> [INPUT]
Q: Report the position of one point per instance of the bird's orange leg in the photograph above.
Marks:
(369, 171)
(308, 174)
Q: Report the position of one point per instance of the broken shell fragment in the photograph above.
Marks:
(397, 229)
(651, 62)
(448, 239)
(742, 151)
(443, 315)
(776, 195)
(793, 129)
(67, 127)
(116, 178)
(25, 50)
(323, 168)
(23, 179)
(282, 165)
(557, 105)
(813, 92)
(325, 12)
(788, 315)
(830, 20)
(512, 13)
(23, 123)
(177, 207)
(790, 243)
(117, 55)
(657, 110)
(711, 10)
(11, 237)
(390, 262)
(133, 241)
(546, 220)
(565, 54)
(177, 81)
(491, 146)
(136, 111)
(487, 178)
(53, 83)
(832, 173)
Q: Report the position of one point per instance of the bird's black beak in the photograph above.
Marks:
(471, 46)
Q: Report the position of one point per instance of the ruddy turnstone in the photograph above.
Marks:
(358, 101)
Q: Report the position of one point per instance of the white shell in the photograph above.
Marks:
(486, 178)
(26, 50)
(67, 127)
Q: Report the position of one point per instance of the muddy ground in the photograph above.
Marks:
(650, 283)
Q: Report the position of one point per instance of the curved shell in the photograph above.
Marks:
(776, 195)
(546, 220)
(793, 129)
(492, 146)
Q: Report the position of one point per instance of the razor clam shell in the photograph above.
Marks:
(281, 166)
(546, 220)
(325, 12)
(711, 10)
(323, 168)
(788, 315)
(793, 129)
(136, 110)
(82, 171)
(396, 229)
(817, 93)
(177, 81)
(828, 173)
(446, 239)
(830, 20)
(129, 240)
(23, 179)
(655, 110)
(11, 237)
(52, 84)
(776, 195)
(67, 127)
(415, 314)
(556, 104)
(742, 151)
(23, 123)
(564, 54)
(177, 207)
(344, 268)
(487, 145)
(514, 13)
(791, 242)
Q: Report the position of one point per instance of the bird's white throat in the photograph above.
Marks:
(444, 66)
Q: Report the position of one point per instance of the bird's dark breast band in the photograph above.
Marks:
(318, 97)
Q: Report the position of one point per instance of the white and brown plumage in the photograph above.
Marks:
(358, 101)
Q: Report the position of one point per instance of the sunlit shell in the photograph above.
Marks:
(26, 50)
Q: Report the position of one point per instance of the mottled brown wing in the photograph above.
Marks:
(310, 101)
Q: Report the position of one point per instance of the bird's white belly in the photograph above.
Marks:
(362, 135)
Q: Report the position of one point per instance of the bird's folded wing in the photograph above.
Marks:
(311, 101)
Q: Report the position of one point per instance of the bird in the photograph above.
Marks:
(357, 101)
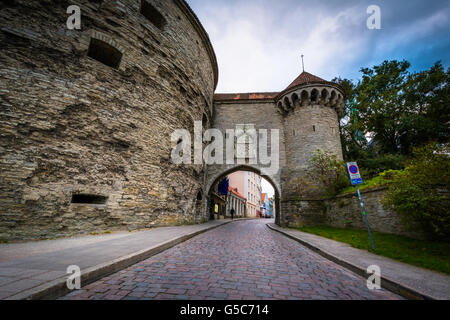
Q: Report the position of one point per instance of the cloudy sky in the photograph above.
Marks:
(258, 43)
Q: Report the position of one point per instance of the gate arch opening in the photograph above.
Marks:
(211, 201)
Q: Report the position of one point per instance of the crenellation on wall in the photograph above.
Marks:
(345, 212)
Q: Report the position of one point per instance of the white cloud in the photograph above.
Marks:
(259, 42)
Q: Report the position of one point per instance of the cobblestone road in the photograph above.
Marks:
(241, 260)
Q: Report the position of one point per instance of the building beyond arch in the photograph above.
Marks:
(87, 117)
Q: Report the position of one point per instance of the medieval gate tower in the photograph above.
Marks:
(86, 118)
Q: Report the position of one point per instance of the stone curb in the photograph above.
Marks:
(386, 283)
(57, 288)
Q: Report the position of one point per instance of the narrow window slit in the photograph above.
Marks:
(104, 53)
(88, 199)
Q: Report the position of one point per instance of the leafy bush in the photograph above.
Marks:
(420, 192)
(329, 171)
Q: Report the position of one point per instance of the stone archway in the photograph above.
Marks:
(220, 174)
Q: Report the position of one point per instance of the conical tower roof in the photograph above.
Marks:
(305, 78)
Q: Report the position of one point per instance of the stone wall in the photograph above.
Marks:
(72, 125)
(345, 212)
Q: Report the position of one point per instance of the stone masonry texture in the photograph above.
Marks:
(85, 145)
(70, 124)
(239, 261)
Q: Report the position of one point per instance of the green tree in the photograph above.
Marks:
(379, 103)
(420, 193)
(426, 108)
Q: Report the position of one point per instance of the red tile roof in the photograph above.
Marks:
(305, 78)
(245, 96)
(236, 192)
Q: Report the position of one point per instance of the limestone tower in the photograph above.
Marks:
(310, 107)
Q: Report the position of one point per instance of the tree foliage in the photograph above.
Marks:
(328, 171)
(420, 193)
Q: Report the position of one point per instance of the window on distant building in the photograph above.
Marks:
(153, 15)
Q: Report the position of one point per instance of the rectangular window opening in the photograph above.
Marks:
(88, 199)
(153, 15)
(104, 53)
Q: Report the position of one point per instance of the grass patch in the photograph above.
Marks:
(432, 255)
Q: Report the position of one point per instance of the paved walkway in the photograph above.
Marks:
(241, 260)
(428, 283)
(30, 268)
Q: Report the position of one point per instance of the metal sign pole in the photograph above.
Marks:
(365, 216)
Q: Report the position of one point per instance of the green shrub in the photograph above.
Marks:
(420, 192)
(325, 168)
(372, 167)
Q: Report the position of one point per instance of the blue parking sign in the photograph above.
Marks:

> [WHAT TO WORK ON] Reproduce the whole listing above word for word, from its first line to its last, leaving out the pictures.

> [OUTPUT]
Q: Report the position of one point per instance of the bird's orange leg in the photograph above.
Marks:
(369, 171)
(308, 174)
Q: Report the position of one point per instance of the broken shell fragment in the photograph above.
Marks:
(397, 229)
(651, 62)
(448, 239)
(742, 151)
(443, 315)
(776, 195)
(793, 129)
(67, 127)
(116, 178)
(25, 50)
(323, 168)
(23, 179)
(282, 165)
(557, 105)
(813, 92)
(325, 12)
(788, 315)
(830, 20)
(512, 13)
(23, 123)
(177, 207)
(790, 243)
(117, 55)
(657, 110)
(711, 10)
(11, 237)
(390, 262)
(133, 241)
(546, 220)
(565, 54)
(177, 81)
(491, 146)
(136, 111)
(487, 178)
(53, 83)
(832, 173)
Q: Report the position of one point per instance of the bird's black beak in the photograph above.
Marks:
(471, 46)
Q: Report the position of one point per instance of the ruddy turnstone in the photograph above.
Marks:
(358, 101)
Q: Report the position of one point per instance of the white shell in the photograph above.
Marks:
(486, 178)
(26, 50)
(67, 127)
Q: Report the position of one point per instance of the muddy ground in the photograph above.
Marks:
(650, 283)
Q: Report the position of one point per instance of the curved shell in the photograph above.
Marks:
(776, 195)
(546, 220)
(793, 129)
(492, 146)
Q: Report the position of one point per instance of the razor clam shell in the photograph above.
Marks:
(281, 166)
(546, 220)
(325, 12)
(711, 10)
(323, 168)
(788, 315)
(793, 129)
(136, 110)
(82, 171)
(396, 229)
(817, 93)
(177, 81)
(828, 173)
(446, 239)
(830, 20)
(129, 240)
(23, 179)
(655, 110)
(11, 237)
(52, 84)
(776, 195)
(67, 127)
(415, 314)
(556, 104)
(742, 151)
(23, 123)
(564, 54)
(177, 207)
(344, 268)
(487, 145)
(514, 13)
(791, 242)
Q: Report the position of one point per instance of the bird's white throat in the photograph above.
Marks:
(444, 66)
Q: Report the position of one point per instance of the bird's dark breast band in the photograph above.
Marks:
(318, 97)
Q: Report the position of one point per instance of the white and brown plumage in the photograph above.
Marks:
(358, 101)
Q: Report the position of one point per instance of the sunlit shell in the photograph above.
Marks:
(26, 50)
Q: Report the position of one point per instance of the mottled brown wing in the photograph above.
Marks:
(310, 101)
Q: Report the position of one point per instance of the bird's white belly in the photograph above.
Marks:
(362, 135)
Q: Report the position of one point per instance of the bird's folded wing in the photograph above.
Marks:
(311, 101)
Q: Report the position of one point per instance of the bird in the photograph above.
Marks:
(357, 101)
Q: Report the position of one point per instance of the cloudy sky in the photograph above.
Marks:
(258, 43)
Q: Report the position of one point per instance of the gate arch opening in the photograph above.
Marks:
(211, 201)
Q: Report the position of one point per instance of the crenellation on wall in the photograph above.
Marks:
(345, 212)
Q: Report the position of one point per instance of the white cloud in the photograph above.
Marks:
(259, 42)
Q: Report the position of one point per instance of the cobblestone road in the photograph above.
Marks:
(241, 260)
Q: Report the position of one point per instance of the building beyond arch in the photograph above.
Marks:
(87, 117)
Q: Report the position of one point per instance of the medieval gate tower in the photograph above.
Marks:
(86, 118)
Q: Report the position of one point per instance of the stone curb in the photograph above.
Marks:
(386, 283)
(57, 288)
Q: Report the position of one point per instance of the narrow window slit in the photograph above.
Marks:
(104, 53)
(88, 199)
Q: Report the position of one point per instance of the leafy bush in the photograph above.
Marks:
(420, 192)
(329, 171)
Q: Report the position of one point per instance of the stone archway in the photograph above.
Marks:
(220, 174)
Q: Report the position of one point per instance of the conical tower roof in the photograph above.
Marks:
(305, 78)
Q: Report the position of one point per instance of the stone wall in the photograph above.
Marks:
(72, 125)
(345, 212)
Q: Report the position of one point per instance of the stone masonry texture in the photograph above.
Marks:
(85, 145)
(70, 124)
(239, 261)
Q: Report the position of one point per instance of the green tree in the photograph above.
Marks:
(379, 103)
(420, 193)
(426, 108)
Q: Report the position of one point per instance of the red tile roof in the photograph above.
Marks:
(305, 78)
(245, 96)
(236, 192)
Q: Report the position of one point per instance of the limestone tower in the photograph above.
Marks:
(310, 107)
Q: Report the position of one point per instance of the tree foliage in the photograph above.
Marks:
(328, 171)
(420, 193)
Q: Report the position of one point per instance of the window on distant building in the photograph above.
Marks:
(153, 15)
Q: Report the position of one point per instance of the rectangular window opening in the photograph above.
Marks:
(88, 199)
(153, 15)
(104, 53)
Q: Report the position of one point per instance of the grass patch in the photograph above.
Marks:
(432, 255)
Q: Report the position of one point per instance of the paved walkway in the photograph above.
Marks:
(241, 260)
(428, 283)
(30, 268)
Q: Report the position of one point per instance of the metal sign pole in the photograph above.
Marks:
(365, 216)
Q: Report the position of one point per instance of the green shrub in the photograph above.
Marks:
(420, 192)
(325, 168)
(372, 167)
Q: Report the position of one point per instance of the blue parking sign in the photograph above.
Marks:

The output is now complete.